§ **Goal of the exercise**
The records that follow must be reproduced in full, exactly as written.

§ **Data for the task**
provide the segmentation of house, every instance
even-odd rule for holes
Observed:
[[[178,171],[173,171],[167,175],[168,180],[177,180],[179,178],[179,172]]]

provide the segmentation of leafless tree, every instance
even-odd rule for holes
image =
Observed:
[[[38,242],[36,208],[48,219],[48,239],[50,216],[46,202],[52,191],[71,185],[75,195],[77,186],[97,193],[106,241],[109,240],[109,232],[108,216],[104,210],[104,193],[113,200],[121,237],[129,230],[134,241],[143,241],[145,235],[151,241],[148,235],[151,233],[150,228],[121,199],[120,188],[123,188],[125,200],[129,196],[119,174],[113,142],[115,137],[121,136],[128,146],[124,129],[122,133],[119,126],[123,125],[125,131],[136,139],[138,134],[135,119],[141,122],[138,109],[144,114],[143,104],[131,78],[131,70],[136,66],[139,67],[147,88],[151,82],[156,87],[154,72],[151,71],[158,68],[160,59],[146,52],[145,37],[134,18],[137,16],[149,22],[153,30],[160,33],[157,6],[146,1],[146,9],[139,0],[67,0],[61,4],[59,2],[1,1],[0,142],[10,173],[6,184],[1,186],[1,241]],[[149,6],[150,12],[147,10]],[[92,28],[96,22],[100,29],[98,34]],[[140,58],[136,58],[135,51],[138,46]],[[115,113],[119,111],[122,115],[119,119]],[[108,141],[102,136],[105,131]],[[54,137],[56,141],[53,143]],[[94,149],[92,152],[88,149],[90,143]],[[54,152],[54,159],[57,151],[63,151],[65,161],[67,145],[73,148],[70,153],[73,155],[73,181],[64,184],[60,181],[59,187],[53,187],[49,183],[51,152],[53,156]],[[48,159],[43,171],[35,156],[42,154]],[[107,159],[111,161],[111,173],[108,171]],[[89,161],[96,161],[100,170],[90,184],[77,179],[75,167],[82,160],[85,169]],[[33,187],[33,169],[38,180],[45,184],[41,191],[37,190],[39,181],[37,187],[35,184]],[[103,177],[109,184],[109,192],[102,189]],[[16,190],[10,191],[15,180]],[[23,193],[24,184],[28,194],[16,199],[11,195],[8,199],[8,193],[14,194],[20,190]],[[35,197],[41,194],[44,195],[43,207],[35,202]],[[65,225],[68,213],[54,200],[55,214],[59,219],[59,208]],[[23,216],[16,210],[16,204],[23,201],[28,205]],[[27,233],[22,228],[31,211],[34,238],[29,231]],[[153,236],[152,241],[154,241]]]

§ **Task solution**
provide the segmentation of house, every instance
even-odd rule for holes
Observed:
[[[178,171],[173,171],[167,175],[168,180],[177,180],[179,178],[179,172]]]

provide the segmentation of leafless tree, every instance
even-odd rule for holes
image =
Observed:
[[[38,242],[36,208],[48,219],[48,239],[50,216],[46,202],[52,191],[71,185],[75,195],[77,186],[97,193],[106,241],[109,240],[109,232],[108,216],[104,210],[104,193],[113,200],[121,237],[129,230],[134,241],[143,241],[145,235],[151,241],[148,235],[151,233],[150,228],[121,199],[120,188],[123,188],[125,200],[129,196],[119,174],[113,142],[115,137],[121,136],[128,146],[124,129],[122,133],[119,126],[123,125],[125,131],[136,139],[138,134],[135,119],[141,122],[138,109],[144,114],[143,104],[131,78],[131,70],[136,66],[139,67],[147,88],[151,82],[156,87],[154,72],[151,71],[158,68],[160,59],[146,52],[145,37],[134,18],[137,16],[149,22],[153,30],[160,33],[157,6],[146,1],[146,9],[139,0],[67,0],[61,4],[59,2],[1,1],[0,142],[10,173],[6,184],[1,186],[1,241]],[[149,6],[150,12],[147,10]],[[92,28],[96,22],[100,29],[98,34]],[[140,58],[136,58],[135,51],[138,46]],[[115,113],[119,111],[122,115],[119,119]],[[108,141],[102,136],[105,131]],[[54,137],[56,141],[53,143]],[[94,149],[92,152],[88,149],[90,143]],[[54,152],[54,159],[57,151],[63,151],[65,161],[67,145],[73,148],[70,153],[73,155],[73,181],[64,184],[60,181],[59,187],[53,187],[49,183],[51,152],[53,156]],[[48,159],[43,171],[35,156],[42,154]],[[107,159],[111,161],[111,173],[108,171]],[[89,161],[96,161],[100,170],[90,184],[77,179],[75,167],[82,160],[85,169]],[[33,187],[33,169],[38,180],[45,184],[41,191],[37,190],[39,181],[37,187],[35,184]],[[103,177],[109,184],[109,192],[102,189]],[[16,190],[10,191],[15,180]],[[23,193],[24,184],[28,194],[16,199],[11,195],[8,199],[8,193],[14,194],[20,190]],[[35,197],[41,194],[44,195],[43,207],[35,202]],[[65,225],[68,213],[54,200],[55,214],[59,219],[59,208]],[[23,216],[16,210],[16,204],[23,201],[28,205]],[[27,233],[22,228],[31,211],[34,238],[29,231]],[[153,236],[152,241],[154,241]]]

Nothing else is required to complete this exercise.